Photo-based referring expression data
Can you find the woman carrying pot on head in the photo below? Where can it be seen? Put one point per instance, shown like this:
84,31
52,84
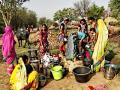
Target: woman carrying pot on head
24,77
8,48
44,40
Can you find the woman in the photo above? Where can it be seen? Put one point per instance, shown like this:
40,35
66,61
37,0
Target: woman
43,40
24,77
99,49
8,48
62,37
84,26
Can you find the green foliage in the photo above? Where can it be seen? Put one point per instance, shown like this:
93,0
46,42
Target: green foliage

> [Action item] When you transcribe the entries above, begin at their first line, end with the line containing "Can you find the woman in", and copy each line exactly without any picture.

> [Answer section]
Can you find the woman carrying pot on head in the photo below? Where can it be seen? Put one point per instance, shown like this:
84,31
52,84
Target: woman carrying pot on head
24,77
8,48
44,40
Can you find the woman in the photo above? Where can it be seen? Put one point per instance, shown like this:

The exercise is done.